### EXERCISE REQUIREMENTS
Go through the entries below and print, exactly, the lines starting at the one with "get_bbox(blurred background)" and ending at the one with "Localize ceiling in this screenshot.", keeping both ends and no others.

INPUT DATA Block Start

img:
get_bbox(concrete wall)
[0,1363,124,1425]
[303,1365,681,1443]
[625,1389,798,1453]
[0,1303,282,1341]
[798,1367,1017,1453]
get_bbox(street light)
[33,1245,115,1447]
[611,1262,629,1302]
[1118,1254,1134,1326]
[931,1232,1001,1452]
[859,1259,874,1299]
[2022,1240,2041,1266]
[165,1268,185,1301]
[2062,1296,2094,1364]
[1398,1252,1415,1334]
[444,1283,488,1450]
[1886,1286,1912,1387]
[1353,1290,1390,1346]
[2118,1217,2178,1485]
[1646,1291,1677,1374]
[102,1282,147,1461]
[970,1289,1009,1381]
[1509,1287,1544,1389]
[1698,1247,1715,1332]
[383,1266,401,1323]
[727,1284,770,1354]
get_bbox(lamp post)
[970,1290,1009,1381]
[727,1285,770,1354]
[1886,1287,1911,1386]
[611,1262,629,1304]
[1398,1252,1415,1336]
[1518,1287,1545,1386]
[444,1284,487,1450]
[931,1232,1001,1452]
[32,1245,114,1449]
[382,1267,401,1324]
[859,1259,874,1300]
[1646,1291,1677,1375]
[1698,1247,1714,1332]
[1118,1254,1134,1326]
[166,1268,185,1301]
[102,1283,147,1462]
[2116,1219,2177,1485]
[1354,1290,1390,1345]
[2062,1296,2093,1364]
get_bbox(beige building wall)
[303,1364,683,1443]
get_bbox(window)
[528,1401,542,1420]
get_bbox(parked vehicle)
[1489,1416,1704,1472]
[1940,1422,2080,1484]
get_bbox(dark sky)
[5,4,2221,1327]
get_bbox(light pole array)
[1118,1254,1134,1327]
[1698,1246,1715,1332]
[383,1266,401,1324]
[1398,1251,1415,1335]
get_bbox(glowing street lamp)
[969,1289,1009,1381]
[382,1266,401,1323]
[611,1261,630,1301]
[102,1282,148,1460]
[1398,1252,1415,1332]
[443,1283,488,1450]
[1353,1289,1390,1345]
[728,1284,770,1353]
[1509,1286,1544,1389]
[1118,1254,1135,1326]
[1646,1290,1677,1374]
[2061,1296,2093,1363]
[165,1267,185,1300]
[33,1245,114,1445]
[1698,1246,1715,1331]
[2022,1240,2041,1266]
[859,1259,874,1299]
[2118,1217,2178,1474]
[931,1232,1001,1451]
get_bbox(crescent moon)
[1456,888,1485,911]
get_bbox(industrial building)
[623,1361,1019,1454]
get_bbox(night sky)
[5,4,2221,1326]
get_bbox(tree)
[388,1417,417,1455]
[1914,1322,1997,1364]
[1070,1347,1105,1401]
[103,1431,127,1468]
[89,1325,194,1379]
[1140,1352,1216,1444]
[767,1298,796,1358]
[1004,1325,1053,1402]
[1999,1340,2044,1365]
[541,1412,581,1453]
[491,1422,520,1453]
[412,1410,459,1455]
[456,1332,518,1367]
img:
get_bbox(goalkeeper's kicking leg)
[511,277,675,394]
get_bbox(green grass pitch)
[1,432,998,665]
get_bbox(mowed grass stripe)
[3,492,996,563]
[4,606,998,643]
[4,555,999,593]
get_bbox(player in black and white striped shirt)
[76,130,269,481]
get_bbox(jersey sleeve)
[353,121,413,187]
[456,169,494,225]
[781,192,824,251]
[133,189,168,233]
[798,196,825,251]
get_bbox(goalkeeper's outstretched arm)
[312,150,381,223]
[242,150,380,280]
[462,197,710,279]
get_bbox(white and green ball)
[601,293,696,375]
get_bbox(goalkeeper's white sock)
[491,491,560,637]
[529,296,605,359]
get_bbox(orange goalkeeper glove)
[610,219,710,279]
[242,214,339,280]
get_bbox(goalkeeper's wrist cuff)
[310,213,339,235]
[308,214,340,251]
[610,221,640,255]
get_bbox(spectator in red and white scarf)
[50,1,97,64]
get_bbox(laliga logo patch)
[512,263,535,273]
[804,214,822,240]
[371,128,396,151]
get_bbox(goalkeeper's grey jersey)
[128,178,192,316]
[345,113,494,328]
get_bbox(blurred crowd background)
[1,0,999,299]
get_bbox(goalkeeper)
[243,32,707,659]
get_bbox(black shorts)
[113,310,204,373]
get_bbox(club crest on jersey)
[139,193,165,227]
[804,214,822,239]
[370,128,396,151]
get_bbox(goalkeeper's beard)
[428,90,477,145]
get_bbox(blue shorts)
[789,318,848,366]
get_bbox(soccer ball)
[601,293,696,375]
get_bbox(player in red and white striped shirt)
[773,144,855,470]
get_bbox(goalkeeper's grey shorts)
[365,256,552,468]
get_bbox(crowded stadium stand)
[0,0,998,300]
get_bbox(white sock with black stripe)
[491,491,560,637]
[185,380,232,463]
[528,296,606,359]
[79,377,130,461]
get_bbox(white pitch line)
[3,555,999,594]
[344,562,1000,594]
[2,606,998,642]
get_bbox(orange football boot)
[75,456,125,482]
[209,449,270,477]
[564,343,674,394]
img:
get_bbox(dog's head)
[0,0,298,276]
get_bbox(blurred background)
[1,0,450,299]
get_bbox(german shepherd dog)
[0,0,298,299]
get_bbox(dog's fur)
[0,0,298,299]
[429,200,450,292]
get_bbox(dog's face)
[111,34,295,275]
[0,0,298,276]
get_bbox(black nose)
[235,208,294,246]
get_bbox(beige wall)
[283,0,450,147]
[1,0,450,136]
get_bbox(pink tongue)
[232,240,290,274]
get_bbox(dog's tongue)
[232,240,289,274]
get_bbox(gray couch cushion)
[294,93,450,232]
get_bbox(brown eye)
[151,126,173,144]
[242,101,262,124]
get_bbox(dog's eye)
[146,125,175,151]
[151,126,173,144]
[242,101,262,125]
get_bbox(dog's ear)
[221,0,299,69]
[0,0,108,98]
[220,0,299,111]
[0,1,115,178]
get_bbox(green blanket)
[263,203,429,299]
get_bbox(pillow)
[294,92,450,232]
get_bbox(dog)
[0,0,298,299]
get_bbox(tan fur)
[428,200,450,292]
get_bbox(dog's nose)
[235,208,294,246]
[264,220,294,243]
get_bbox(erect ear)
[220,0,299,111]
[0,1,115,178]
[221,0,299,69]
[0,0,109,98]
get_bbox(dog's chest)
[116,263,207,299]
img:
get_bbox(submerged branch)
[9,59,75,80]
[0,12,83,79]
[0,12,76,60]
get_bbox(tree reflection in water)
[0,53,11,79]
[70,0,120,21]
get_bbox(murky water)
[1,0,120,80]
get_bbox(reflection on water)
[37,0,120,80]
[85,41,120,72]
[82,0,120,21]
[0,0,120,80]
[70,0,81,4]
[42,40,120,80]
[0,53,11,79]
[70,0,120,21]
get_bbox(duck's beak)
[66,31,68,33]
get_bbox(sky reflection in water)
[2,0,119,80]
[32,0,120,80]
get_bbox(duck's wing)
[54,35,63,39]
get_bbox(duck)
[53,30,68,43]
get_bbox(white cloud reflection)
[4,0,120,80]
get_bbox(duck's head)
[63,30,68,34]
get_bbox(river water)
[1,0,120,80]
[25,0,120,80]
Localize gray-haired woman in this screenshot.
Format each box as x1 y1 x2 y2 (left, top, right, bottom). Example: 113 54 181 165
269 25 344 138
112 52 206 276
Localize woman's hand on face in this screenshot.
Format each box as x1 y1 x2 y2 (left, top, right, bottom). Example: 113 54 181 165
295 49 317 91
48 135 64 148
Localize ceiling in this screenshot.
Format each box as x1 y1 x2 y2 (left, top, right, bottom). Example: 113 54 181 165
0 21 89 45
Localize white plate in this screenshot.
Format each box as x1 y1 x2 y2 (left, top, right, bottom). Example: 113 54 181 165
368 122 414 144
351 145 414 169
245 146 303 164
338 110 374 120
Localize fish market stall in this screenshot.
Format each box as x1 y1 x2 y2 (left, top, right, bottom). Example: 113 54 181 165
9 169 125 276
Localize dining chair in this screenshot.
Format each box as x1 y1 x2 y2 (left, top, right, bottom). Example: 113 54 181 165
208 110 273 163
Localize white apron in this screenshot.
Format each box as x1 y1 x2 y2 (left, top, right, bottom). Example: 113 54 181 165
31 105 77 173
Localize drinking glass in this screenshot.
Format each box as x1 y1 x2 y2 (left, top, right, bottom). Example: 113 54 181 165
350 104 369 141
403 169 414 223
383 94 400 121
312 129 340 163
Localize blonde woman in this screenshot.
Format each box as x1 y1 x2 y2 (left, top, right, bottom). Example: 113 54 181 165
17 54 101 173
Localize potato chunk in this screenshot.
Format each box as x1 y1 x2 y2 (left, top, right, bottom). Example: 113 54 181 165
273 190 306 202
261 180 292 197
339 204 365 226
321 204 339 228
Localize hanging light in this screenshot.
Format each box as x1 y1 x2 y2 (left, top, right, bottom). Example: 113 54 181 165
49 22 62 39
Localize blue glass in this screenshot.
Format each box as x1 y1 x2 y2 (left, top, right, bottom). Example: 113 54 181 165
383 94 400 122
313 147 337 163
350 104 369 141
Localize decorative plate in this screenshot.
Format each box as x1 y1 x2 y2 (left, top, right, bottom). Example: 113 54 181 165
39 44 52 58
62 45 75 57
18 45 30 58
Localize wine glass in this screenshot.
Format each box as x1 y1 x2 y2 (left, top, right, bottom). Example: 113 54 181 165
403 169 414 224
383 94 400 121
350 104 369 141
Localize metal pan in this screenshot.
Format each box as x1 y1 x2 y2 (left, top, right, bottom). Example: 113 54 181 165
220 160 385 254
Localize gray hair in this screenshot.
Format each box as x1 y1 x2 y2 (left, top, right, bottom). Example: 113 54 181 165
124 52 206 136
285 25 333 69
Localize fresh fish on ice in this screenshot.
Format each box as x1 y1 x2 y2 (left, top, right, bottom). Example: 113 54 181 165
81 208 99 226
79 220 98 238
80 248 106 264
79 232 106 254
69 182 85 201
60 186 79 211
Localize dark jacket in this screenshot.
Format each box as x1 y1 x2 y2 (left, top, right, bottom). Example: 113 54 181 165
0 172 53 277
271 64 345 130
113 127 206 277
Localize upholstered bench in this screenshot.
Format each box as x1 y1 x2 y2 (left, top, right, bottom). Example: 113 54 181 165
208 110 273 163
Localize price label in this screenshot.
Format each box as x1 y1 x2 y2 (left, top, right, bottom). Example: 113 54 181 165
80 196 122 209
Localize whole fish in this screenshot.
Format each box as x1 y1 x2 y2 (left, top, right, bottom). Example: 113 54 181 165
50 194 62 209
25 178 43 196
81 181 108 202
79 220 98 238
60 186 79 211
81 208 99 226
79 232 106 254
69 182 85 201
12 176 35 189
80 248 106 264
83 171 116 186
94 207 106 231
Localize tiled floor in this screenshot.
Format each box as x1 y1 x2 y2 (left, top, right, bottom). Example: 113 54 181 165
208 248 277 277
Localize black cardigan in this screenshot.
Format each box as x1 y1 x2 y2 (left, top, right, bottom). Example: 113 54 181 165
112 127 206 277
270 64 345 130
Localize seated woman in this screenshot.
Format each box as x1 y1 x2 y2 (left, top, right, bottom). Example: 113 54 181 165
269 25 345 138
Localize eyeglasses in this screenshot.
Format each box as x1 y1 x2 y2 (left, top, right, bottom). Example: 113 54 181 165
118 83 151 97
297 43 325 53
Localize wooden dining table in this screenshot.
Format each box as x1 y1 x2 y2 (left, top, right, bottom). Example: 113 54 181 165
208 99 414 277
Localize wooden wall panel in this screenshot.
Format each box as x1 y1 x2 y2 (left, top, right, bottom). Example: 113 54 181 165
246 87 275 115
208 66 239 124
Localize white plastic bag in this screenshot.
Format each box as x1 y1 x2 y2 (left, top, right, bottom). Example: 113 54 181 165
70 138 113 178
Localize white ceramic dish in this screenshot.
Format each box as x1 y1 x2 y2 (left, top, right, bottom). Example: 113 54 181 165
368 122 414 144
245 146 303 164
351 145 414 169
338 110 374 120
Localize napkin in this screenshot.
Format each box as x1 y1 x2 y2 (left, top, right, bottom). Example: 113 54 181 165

INPUT DATA Block End

### TASK RESULT
get_bbox(blurred background)
[1,0,450,299]
get_bbox(german shepherd dog)
[0,0,298,299]
get_bbox(dog's fur)
[0,0,298,299]
[429,200,450,292]
get_bbox(dog's face)
[111,34,295,275]
[0,0,298,276]
get_bbox(black nose)
[235,208,294,246]
get_bbox(beige wall)
[283,0,450,147]
[1,0,450,136]
get_bbox(pink tongue)
[232,240,290,274]
get_bbox(dog's tongue)
[232,240,289,274]
get_bbox(gray couch cushion)
[294,93,450,232]
get_bbox(brown eye)
[151,126,173,144]
[242,101,262,124]
get_bbox(dog's eye)
[146,125,175,151]
[151,126,173,144]
[242,101,262,125]
get_bbox(dog's ear)
[221,0,299,69]
[0,0,108,98]
[220,0,299,111]
[0,1,115,178]
get_bbox(green blanket)
[263,203,429,299]
get_bbox(pillow)
[294,92,450,232]
get_bbox(dog)
[0,0,298,299]
get_bbox(tan fur)
[428,200,450,292]
get_bbox(dog's nose)
[235,208,294,246]
[264,220,294,243]
get_bbox(erect ear)
[220,0,299,111]
[0,1,115,178]
[221,0,299,69]
[0,0,109,98]
get_bbox(dog's chest)
[116,263,207,299]
img:
get_bbox(submerged branch)
[9,59,75,80]
[0,12,83,79]
[0,12,76,60]
get_bbox(tree reflection in water)
[0,53,11,79]
[70,0,120,21]
get_bbox(murky water)
[1,0,120,80]
get_bbox(reflection on water)
[37,0,120,80]
[85,41,120,72]
[82,0,120,21]
[0,0,120,80]
[70,0,81,4]
[42,40,120,80]
[0,53,11,79]
[70,0,120,21]
get_bbox(duck's beak)
[66,31,68,33]
get_bbox(sky reflection in water)
[2,0,119,80]
[32,0,120,80]
get_bbox(duck's wing)
[54,35,63,39]
get_bbox(duck)
[53,30,68,43]
get_bbox(white cloud reflection)
[4,0,120,80]
get_bbox(duck's head)
[63,30,68,34]
get_bbox(river water)
[1,0,120,80]
[25,0,120,80]
Localize gray-haired woman in this screenshot.
Format each box as x1 y1 x2 y2 (left, top, right, bottom). Example: 113 54 181 165
269 25 344 138
112 52 206 276
Localize woman's hand on face in this screenshot.
Format each box as x1 y1 x2 y2 (left, top, right, bottom). Example: 113 54 181 165
295 49 317 91
48 135 64 148
Localize ceiling in this screenshot.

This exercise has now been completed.